Let’s Talk About Wages (The Second Tension)

In my previous article on the state of equine related labor, I wrote “Let’s come right out and say it, the equine industry is not known for great wages, actually quite the opposite. This is not the time to debate why and if that should be the case, suffice to say that it is”. Well, now is both the time and the place to talk about wages in the horse industry.

I think we should start with what a sustainable wage is, what it means, and why it’s important. To me, a sustainable wage is not the minimum wage. The minimum wage is a legal constraint on the minimum someone can legally be paid, not the minimum someone can live on. A sustainable wage is the wage needed for someone to provide themselves and their family with steady housing, nutrition and the basic needs of a modern family. There is actually a term and a calculation for this: a living wage. A living wage is geographically specific and accounts for food, childcare, health insurance, housing, transportation and personal care items. What it doesn’t take into account are luxuries such as eating at restaurants, any kind of entertainment, or any paid time off. So these rates are calculated for one or two adults working 40 hours per week, 52 weeks a year. Also, of significance is the fact that the living wage is calculated to meet needs on a day-to-day basis, with no financial cushion to fall back on in the future. It does not take into account any “extra” financial means to enable savings or investment of any kind. In fact, “the living wage is the minimum income standard that, if met, draws a very fine line between the financial independence of the working poor and the need to seek out public assistance or suffer consistent and severe housing and food insecurity”. (Living Wage Calculator)

Let’s take a look at what a living wage means in real life. Just for the purposes of illustration I will take examples from the most expensive state in the contiguous U.S. (New York) and the least expensive state in the contiguous U.S. (Mississippi). In New York State, the living wage for a single adult with no children is $18.62 an hour, and the living wage for a household of two working adults with two children is $24.66 per hour per adult. On the other hand, the average “horse farm” hourly wage for New York State is $14, as compiled by ZipRecruiter. I just want everyone to soak in that wage disparity for one moment. That’s more than four dollars an hour less than the living wage for a single person, and TEN dollars an hour less than what someone with a family would need to earn. In Mississippi, the living wage for a single adult with no children is $13.43 an hour, and the living wage for a household of two working adults with two children is $18.07 per hour per adult. On the other hand, the average “horse farm” hourly wage for Mississippi is $12.30, as compiled by ZipRecruiter. Again we see wage disparity here, however the gap between the average and living wage is lessened.
......
● **Tasks for this exercise**
1 - According to the article on horse industry wages, what is the average hourly horse farm wage in Mississippi?
2 - Keep writing the article on horse industry wages, starting right after its final sentence.
The lines after this come from a separate source, not from the article on horse industry wages.

● **Information shown**
......
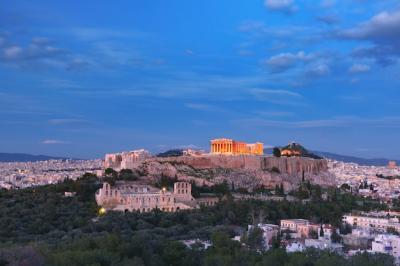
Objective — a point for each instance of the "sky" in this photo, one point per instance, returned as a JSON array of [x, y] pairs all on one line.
[[83, 78]]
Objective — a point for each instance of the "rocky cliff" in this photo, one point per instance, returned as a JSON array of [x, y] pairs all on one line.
[[243, 171]]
......
● **Per-task outputs**
1 - $12.30 an hour, as compiled by ZipRecruiter.

2 -
This is important because it gives us another lens through which to see the employment problem. The question becomes not just “Does the equine industry offer competitive wages?”, but “Does the equine industry offer sustainable wages?” Even if the industry isn’t offering competitive wages, there are still people out there who really love this kind of work. These are people who will opt to work an equine job, even if it pays less than other jobs, simply because they love it. If, however, the industry cannot offer sustainable wages, then the outlook is quite different. If most people cannot realistically pay for their basic necessities based on the average wage offered by the average job in the industry, they will be forced into the general labor market. Now, I say “average wage” and “average job”, because I know there are equine jobs out there that offer wages that are both competitive and sustainable. The problem is those jobs are few and far enough between that people get discouraged from even looking for them, thus shrinking the potential work force even further. In short, rising wages in other sectors of the economy, higher prices in general from rising inflation, and the lack response in much of the equine industry, is pushing more and more workers out of the equine industry.

So there you have it, why wages are such an important part of the employment issue. I have, however, left something very important out. So far I have really only focused on the employee side of the equation, with a heavy dose of pessimism as to why some parts of the industry are slipping. I know the solutions to problems are never one sided, just as the problems themselves are not one sided. First and foremost, I wanted to explore the issues affecting employees, mostly to dispel the all too common phrase “No one wants to work anymore”. With more understanding growing around the pressures on employees, I will next turn to the pressures and issues growing on the employer side of this labor equation. Only by looking at both sides of the difficulty of hiring and retaining good, qualified employees can we begin to craft solutions.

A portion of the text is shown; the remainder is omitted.